▶ _EXERCISE AIM_: Transcribe the listing below exactly, leaving out each image.

== DATA FOR PROCESSING

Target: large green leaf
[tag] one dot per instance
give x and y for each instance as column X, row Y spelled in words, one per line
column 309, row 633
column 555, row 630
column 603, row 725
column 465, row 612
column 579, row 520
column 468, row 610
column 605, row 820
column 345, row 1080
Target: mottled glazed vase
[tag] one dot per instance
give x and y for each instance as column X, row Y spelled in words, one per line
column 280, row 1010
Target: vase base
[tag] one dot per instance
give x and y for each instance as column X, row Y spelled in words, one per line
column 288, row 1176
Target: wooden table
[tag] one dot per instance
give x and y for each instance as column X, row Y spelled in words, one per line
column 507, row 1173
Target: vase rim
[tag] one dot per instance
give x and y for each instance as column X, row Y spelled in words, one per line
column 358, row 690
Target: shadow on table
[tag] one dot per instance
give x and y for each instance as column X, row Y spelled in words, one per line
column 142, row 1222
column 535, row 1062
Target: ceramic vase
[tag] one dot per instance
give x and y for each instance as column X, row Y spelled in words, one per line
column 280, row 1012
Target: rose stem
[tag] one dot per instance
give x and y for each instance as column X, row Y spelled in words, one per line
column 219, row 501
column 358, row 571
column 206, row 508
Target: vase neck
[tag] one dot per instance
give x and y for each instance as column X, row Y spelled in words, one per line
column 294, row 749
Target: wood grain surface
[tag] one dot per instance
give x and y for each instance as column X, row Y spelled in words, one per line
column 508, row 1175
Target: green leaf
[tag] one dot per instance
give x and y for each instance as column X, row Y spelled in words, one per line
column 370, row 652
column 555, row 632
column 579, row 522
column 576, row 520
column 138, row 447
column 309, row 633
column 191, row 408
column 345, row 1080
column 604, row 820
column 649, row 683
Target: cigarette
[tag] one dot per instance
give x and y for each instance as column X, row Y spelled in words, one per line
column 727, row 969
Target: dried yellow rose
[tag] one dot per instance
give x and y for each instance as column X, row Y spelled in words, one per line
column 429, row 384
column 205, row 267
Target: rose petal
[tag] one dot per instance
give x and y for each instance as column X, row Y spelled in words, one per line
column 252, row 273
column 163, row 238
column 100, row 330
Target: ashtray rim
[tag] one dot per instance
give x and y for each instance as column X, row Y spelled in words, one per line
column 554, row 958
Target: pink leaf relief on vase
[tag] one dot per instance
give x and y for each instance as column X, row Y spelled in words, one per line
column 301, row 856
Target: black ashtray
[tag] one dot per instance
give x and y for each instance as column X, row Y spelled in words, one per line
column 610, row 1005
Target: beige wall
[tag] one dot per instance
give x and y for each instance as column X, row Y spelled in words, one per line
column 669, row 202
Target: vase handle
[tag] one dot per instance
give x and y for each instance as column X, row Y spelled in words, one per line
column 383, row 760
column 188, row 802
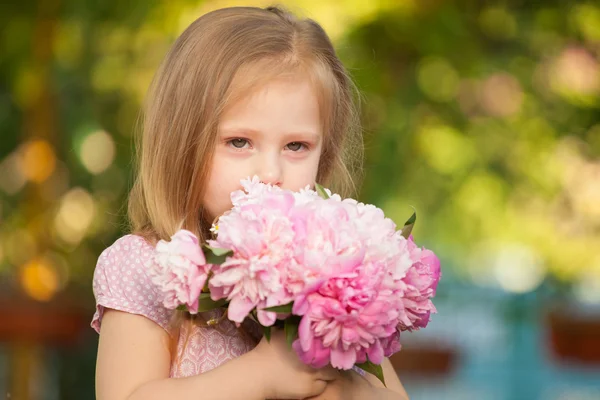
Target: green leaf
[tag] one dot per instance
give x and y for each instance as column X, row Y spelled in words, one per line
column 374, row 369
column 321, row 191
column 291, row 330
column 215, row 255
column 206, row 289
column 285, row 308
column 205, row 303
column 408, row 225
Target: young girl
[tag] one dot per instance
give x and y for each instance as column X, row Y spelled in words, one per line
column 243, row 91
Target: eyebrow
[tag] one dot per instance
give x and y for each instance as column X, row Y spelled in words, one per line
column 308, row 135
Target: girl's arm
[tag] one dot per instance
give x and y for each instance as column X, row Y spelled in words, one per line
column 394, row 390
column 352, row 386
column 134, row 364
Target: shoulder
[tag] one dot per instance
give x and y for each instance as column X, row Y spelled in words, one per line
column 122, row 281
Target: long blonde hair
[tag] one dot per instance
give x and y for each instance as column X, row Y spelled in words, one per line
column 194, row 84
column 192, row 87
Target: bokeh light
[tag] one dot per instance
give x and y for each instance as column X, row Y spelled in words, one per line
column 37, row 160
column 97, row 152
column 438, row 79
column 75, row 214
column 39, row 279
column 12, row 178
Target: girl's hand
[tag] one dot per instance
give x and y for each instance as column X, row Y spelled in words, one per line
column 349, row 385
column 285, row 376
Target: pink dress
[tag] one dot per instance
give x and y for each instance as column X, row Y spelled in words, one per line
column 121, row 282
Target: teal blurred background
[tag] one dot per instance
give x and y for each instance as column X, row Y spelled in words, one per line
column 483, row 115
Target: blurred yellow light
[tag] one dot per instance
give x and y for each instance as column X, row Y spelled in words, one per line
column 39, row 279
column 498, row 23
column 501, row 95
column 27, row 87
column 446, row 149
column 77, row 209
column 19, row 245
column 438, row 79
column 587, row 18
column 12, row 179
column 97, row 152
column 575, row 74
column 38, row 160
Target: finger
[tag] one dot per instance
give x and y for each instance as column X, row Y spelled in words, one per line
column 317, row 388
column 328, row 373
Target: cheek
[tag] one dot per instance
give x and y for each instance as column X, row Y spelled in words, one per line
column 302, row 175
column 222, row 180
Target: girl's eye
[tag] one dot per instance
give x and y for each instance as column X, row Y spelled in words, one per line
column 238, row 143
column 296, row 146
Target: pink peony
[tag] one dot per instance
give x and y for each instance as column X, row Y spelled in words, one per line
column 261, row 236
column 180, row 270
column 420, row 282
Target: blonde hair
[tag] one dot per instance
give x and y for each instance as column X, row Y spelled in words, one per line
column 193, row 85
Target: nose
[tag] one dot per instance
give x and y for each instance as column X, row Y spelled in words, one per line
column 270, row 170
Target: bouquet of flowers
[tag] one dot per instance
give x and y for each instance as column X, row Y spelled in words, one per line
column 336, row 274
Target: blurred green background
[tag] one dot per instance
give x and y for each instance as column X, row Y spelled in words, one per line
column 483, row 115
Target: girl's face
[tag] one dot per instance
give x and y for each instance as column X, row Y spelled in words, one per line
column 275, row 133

====

▶ _SOLUTION TO THIS PROBLEM_:
Target: large green leaf
[tag] one dot per instance
give x and y for each instance as column X, row Y spelled in words, one per line
column 309, row 633
column 555, row 630
column 603, row 725
column 465, row 612
column 579, row 520
column 468, row 610
column 605, row 820
column 345, row 1080
Target: mottled glazed vase
[tag] one dot per instance
give x and y for each instance as column X, row Y spelled in words, one per line
column 280, row 1010
Target: vase base
[tag] one dot per instance
give x and y for each instance as column X, row Y spelled in words, one per line
column 288, row 1176
Target: wooden table
[tag] one dot per instance
give x and y for each instance as column X, row Y spelled in words, one per line
column 507, row 1173
Target: vase rim
[tag] one dot per instance
give x and y for each instance as column X, row Y spelled in words, one per line
column 358, row 690
Target: shadow on table
[tag] one dot per instance
give x and y for each instance as column X, row Y spelled in words, one per line
column 142, row 1222
column 535, row 1062
Target: ceramic vase
[tag] one dot per instance
give x and y for each instance as column X, row Y spelled in words, one per line
column 280, row 1012
Target: rose stem
[tag] one dot per instance
give x and y for each instance as column X, row Y spelled in words, one per line
column 219, row 501
column 358, row 571
column 206, row 508
Target: vase neck
[tag] one dot per instance
give x and y for each instance as column X, row Y spelled in words, one per line
column 294, row 749
Target: wood grain surface
[tag] one dot per instance
give x and y for each instance as column X, row Y spelled in words, one per line
column 508, row 1175
Target: green leaf
[tag] one dot per instance
give x and y for each instance as column X, row Y spelled in words, one per line
column 370, row 652
column 555, row 632
column 579, row 522
column 576, row 520
column 138, row 447
column 309, row 633
column 191, row 408
column 345, row 1080
column 604, row 820
column 649, row 683
Target: cigarette
[tag] one dot per instance
give x and y for each instance as column X, row Y spelled in words, one per line
column 727, row 969
Target: dried yellow rose
[tag] one dot per instance
give x and y for each instance as column X, row Y spelled in words, one per line
column 429, row 384
column 205, row 267
Target: rose petal
[tag] one dot per instance
give x and y for each instance as column X, row Y spelled in words, one per line
column 252, row 273
column 163, row 238
column 100, row 330
Target: ashtray rim
[tag] one dot per instance
give x and y for each instance as column X, row Y spelled in words, one per line
column 554, row 958
Target: pink leaf relief on vase
[tag] one dot per instance
give x and y for each instance as column X, row Y spelled in words, one per line
column 301, row 856
Target: black ashtray
[tag] one dot per instance
give x and y for each instance as column X, row Y spelled in words, one per line
column 610, row 1005
Target: beige wall
[tag] one dot per instance
give x and y for each instance as column X, row Y spelled in words, one per line
column 669, row 202
Target: vase handle
[tag] one dot per instance
give x and y for each instance as column X, row Y spelled in words, one per line
column 383, row 760
column 188, row 802
Target: green leaf
[tag] one dot per instance
give x and y for each instance as column X, row Y spelled in words, one per line
column 374, row 369
column 321, row 191
column 291, row 330
column 215, row 255
column 206, row 289
column 285, row 308
column 205, row 303
column 408, row 225
Target: young girl
[tag] one dot per instance
give x and y for each instance as column X, row Y spelled in words, one per line
column 243, row 91
Target: eyebrow
[tag] one dot per instance
give x and y for each instance as column X, row Y spelled in words, one per line
column 308, row 135
Target: girl's arm
[tag] one dot per instance
give x and y for each instance as column X, row Y spelled in words, one per line
column 394, row 390
column 352, row 386
column 134, row 364
Target: shoulder
[tag] one dot per instance
give x and y for each instance as column X, row Y spelled in words, one per line
column 122, row 281
Target: long blonde hair
[tag] one dot per instance
give x and y for each instance as column X, row Y spelled in words, one per line
column 194, row 84
column 192, row 87
Target: bokeh light
[tag] one dot per instance
give x and y for each instance as column X, row Y spelled in words, one per line
column 37, row 160
column 97, row 152
column 438, row 79
column 75, row 214
column 39, row 279
column 12, row 178
Target: girl's hand
[tag] one dot per instance
give x and y for each instance as column X, row Y spelled in words, one per line
column 349, row 385
column 285, row 376
Target: pink dress
[tag] one dot per instance
give x and y for each instance as column X, row Y spelled in words, one per line
column 121, row 282
Target: teal blurred background
[tag] one dot per instance
give x and y for each instance as column X, row Y spelled in words, one per line
column 483, row 115
Target: blurred yellow light
[tag] one dot per instance
give x and y for each instance as column X, row Y spelled in words, one per line
column 39, row 279
column 498, row 23
column 501, row 95
column 27, row 87
column 446, row 149
column 77, row 209
column 19, row 245
column 438, row 79
column 587, row 18
column 12, row 179
column 97, row 152
column 575, row 74
column 38, row 160
Target: finger
[tag] one dot per instance
give x and y for each instance as column X, row Y spelled in words, one per line
column 317, row 388
column 328, row 373
Target: cheek
[tag] one dot per instance
give x and y for each instance as column X, row Y spelled in words, one per line
column 302, row 175
column 222, row 180
Target: girl's eye
[tag] one dot per instance
give x and y for each instance as column X, row Y spelled in words, one per line
column 238, row 143
column 296, row 146
Target: pink peony
[tag] one dot per instance
give x and y for each instance as column X, row Y spelled in words, one per line
column 261, row 236
column 180, row 270
column 420, row 282
Target: blonde hair
[tag] one dot per instance
give x and y for each instance as column X, row Y spelled in words, one per line
column 193, row 85
Target: nose
[tag] one dot per instance
give x and y for each instance as column X, row Y spelled in words, one per line
column 270, row 170
Target: bouquet of flowers
[tag] one dot per instance
give x and y for each instance as column X, row Y spelled in words, one per line
column 336, row 274
Target: blurred green background
[tag] one dot per instance
give x and y for each instance as column X, row Y spelled in words, one per line
column 483, row 115
Target: girl's face
[tag] one dot per instance
give x and y for each instance as column X, row Y spelled in words, one per line
column 275, row 133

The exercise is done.